Selected text

▼

Horror in a Hospital

     PORTLAND, Ore. (CN) – A woman died after yelling “Stop!” as a hospital pumped her stomach, which grew to a “grossly abnormal size” as nurses “just look(ed) at each other,” her daughter claims in court.
     Lorraine Graham, daughter of the late Ellen Brister, sued Legacy Emanuel Hospital & Health Center and two nurses, Multnomah County Court.
     Defendants Daphne Anderson and Jamie Carlson are both registered nurses, according to the complaint.
     Graham says her mother went to Legacy Hospital on April 1, 2011, complaining of stomach pain. A Dr. Campbell “determined that decedent should have her stomach pumped due to a suspected blockage,” the complaint states.
     Campbell, whose first name is not given, is not a party to the lawsuit.
     “Defendants Anderson and Carlson were designated and directed by defendant Legacy or an authorized defendant agent of defendant Legacy to carry out the prescribed medical procedure intended to alleviate the suspected blockage,” the complaint states.
     Graham claims the nurses took her mom to a room equipped for the procedure, gave her some medicine, and then “placed a nasogastric tube through decedent’s nose into her stomach.”
     After inserting the tube, Graham says, one nurse stood near her mom’s bed while the other stood next to “a switch on the wall where the nasogastric tube was inserted.”
     “Several family members were in the room immediately before the procedure and either Anderson or Carlson asked that a family member remain to give decedent support,” the complaint states.
     “Nicole Marie Brister, decedent’s granddaughter, was the family member who remained in the room for support for her grandmother.
     “Plaintiff can find no entries in the medical records of Legacy for decedent that record what happened next, as described by Nicole Marie Brister from her observation as she held her grandmother’s hand.
     “Anderson and Carlson communicated with one another as one stood by a switch on the wall and the other beside the bed, confirming that all was ready and to initiate the procedure by activating the switch.
     “Of Anderson and Carlson, the one by the switch activated the mechanism that was intended to initiate the procedure.

▲

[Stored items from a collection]
▼

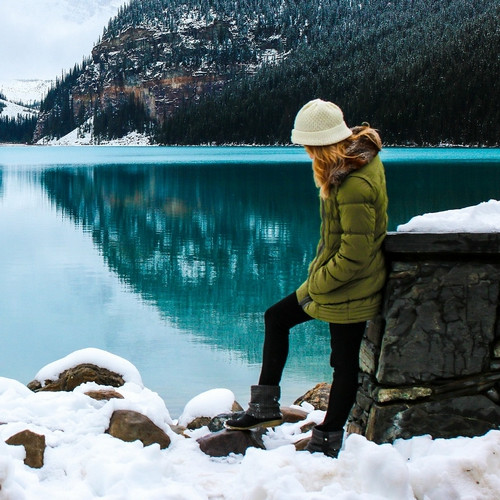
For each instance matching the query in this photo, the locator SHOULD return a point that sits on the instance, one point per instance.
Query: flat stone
(33, 443)
(292, 415)
(441, 327)
(464, 416)
(130, 426)
(222, 443)
(384, 395)
(104, 395)
(318, 396)
(80, 374)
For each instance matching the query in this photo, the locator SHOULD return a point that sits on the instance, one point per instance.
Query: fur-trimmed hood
(363, 149)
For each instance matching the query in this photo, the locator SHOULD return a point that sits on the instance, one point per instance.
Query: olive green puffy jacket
(346, 277)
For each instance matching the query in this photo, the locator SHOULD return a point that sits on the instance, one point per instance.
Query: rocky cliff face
(165, 66)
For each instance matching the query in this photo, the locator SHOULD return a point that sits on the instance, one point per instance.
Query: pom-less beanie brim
(319, 123)
(321, 137)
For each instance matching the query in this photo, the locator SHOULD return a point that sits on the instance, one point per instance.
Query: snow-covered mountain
(11, 110)
(42, 38)
(25, 91)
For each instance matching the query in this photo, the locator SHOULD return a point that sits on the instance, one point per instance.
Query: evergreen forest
(423, 72)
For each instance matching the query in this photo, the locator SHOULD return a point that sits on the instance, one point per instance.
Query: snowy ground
(482, 218)
(82, 462)
(25, 91)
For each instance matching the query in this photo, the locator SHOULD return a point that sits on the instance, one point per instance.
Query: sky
(41, 38)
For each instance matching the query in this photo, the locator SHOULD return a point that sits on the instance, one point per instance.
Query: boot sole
(269, 423)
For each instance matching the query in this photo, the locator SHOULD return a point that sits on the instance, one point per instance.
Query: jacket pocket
(306, 300)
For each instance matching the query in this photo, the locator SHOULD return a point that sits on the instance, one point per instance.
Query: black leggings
(345, 342)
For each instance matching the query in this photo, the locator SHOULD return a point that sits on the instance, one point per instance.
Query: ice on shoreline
(482, 218)
(81, 459)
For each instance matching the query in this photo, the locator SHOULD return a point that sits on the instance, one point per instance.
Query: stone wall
(431, 363)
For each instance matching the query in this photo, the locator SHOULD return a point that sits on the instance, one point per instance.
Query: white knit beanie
(319, 123)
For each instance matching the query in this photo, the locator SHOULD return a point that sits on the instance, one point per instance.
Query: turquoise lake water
(168, 257)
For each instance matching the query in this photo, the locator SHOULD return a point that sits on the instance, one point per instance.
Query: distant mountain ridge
(226, 71)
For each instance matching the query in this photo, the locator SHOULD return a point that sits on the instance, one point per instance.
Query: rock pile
(129, 425)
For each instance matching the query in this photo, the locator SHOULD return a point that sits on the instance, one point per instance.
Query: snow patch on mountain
(12, 110)
(84, 136)
(25, 91)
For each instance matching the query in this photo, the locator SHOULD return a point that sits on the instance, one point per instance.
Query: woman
(345, 278)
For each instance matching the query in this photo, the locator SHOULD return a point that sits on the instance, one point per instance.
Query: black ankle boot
(263, 409)
(328, 443)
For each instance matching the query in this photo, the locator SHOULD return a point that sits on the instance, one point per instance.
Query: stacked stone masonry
(430, 364)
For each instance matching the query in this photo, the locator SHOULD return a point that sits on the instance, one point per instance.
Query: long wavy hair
(332, 161)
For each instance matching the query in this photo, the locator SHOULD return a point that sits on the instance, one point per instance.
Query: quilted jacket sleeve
(357, 221)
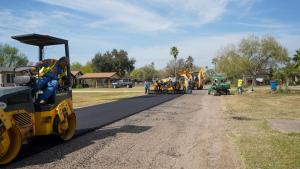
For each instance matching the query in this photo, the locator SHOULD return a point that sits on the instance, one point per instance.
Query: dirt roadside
(186, 133)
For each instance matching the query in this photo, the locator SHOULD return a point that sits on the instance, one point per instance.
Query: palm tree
(296, 58)
(189, 63)
(174, 52)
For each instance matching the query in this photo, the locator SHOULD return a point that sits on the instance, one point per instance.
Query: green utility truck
(219, 86)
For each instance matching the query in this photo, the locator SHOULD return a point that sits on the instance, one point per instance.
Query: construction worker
(240, 86)
(51, 73)
(146, 86)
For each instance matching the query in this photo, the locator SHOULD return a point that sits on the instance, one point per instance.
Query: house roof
(99, 75)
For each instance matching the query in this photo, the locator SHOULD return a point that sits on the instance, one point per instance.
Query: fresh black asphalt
(93, 117)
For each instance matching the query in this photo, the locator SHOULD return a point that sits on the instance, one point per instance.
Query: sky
(147, 29)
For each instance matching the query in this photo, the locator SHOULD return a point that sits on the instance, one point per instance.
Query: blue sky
(147, 29)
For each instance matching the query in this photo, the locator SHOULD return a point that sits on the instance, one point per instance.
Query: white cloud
(201, 48)
(149, 15)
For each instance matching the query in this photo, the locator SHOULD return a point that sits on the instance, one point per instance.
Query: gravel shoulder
(187, 132)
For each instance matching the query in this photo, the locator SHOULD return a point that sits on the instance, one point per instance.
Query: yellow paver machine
(198, 79)
(22, 116)
(171, 85)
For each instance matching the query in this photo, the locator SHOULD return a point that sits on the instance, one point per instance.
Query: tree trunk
(253, 81)
(175, 67)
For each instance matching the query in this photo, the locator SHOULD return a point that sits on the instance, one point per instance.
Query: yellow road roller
(22, 116)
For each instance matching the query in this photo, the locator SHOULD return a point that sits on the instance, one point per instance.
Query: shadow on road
(83, 140)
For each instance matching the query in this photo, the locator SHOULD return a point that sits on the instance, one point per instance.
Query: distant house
(6, 76)
(263, 77)
(103, 79)
(76, 78)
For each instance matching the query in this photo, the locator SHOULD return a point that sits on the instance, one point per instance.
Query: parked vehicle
(123, 83)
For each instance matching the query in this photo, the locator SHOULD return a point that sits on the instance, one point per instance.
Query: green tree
(174, 52)
(11, 57)
(76, 66)
(171, 66)
(296, 58)
(253, 55)
(87, 68)
(114, 61)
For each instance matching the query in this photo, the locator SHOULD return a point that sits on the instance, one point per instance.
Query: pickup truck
(123, 83)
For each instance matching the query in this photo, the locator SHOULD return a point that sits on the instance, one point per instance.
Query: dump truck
(198, 79)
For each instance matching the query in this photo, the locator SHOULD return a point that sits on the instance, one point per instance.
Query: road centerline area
(186, 132)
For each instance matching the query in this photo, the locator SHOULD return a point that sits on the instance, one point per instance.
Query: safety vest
(240, 83)
(46, 69)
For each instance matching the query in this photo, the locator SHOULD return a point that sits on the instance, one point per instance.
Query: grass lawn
(86, 97)
(260, 146)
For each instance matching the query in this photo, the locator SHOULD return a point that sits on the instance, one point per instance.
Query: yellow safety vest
(46, 69)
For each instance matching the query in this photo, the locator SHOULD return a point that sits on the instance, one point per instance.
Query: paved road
(93, 117)
(188, 132)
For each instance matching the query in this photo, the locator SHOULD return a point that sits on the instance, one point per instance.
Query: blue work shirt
(53, 74)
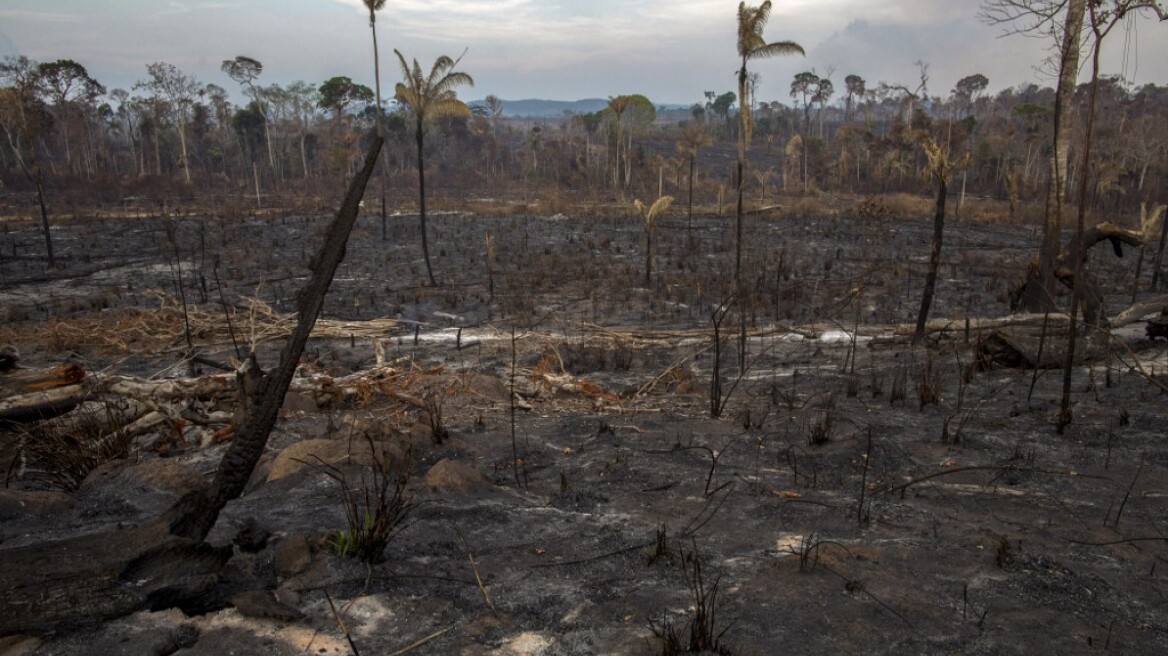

▲

Study questions
[1] According to the hospital lawsuit article, why did Nicole Marie Brister stay in the room during the procedure? Answer in one to three sentences.
[2] Resume the hospital lawsuit article, picking up right after its last sentence.

Answers in order
[1] Before the procedure, either Anderson or Carlson asked that a family member remain in the room to give Ellen Brister support. Nicole Marie Brister, her granddaughter, was the family member who stayed.

[2]
     “Immediately upon activating the mechanism the decedent’s stomach quickly expanded to a grossly abnormal size.
     “Immediately upon the mechanism being activated, decedent began yelling ‘Stop, stop, stop.’
     “Anderson and Carlson remained calm, simply looking at each other while the decedent was shouting ‘Stop, stop, stop.’
     “Nicole Marie Brister yelled to either Anderson or Carlson, the one standing by the switch, to ‘Turn it off.’
     “Of Anderson and Carlson, the one by the switch said to the one beside the bed, ‘I think we should turn it off’, or words to that effect.
     “Of Anderson and Carlson, the one beside the bed responded in the affirmative manner.
     “The decedent’s eyes rolled back in her head and she lost consciousness.
     “Of Anderson and Carlson, the one manning the switch turned it off.
     “A ‘code’ was called and the decedent, who was bradycardiac by that time, was taken into another room where hospital staff worked to save her life.” (Citation to other paragraphs in this complaint omitted.)
     Bradycardia means an abnormally slow heartbeat.
     Graham says that her late mother “bears no fault in this matter” because she was sedated and completely under the nurses’ control.
     She claims that “the ability to cause fatal damage to a patient literally within seconds in a hospital setting, as exemplified in this case, should not exist. There should be safety devices that make it impossible to activate such a potential[ly] destructive mechanism of injury. Accordingly it is believed and therefore alleged that there is a deficiency in the design, manufacturing or installation of the equipment that caused the fatal injury to decedent in this case.”
     Graham blames Anderson and Carlson. She claims they “negligently operated the mechanism; negligently failed to monitor the procedure, allowing the extensive damage before taking corrective action; negligently failed to convey the specifics of what happened timely to other hospital staff; and may have been negligent in other ways to be determined upon for further investigation and discovery.”
     She seeks damages for wrongful death and medical negligence.
     She is represented by Ernest Warren, with Warren & Sugarman.